* _TASK PROMPT_:
Reproduce the listing below in full and exactly; no pictures belong in the copy.

┄┄┄┄┄┄

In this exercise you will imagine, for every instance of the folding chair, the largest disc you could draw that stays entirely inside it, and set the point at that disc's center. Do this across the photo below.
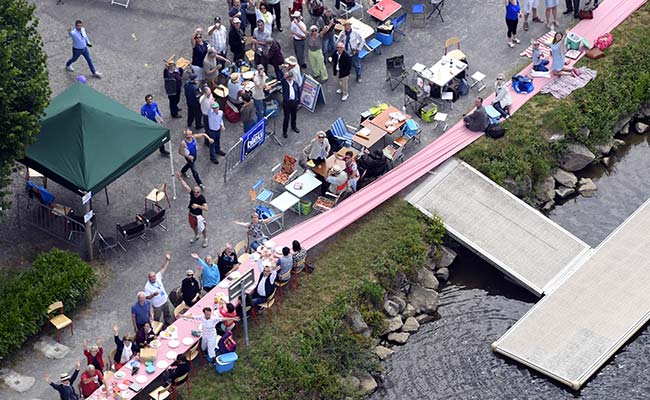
(399, 24)
(395, 71)
(437, 9)
(342, 132)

┄┄┄┄┄┄

* _RESPONSE TO THE TASK_:
In this exercise you will imagine, for every instance of the folding chair, the largest disc you could draw that stays entirely inside it, and set the point at that disc's center. Do this across the photo below.
(399, 24)
(395, 71)
(437, 9)
(342, 132)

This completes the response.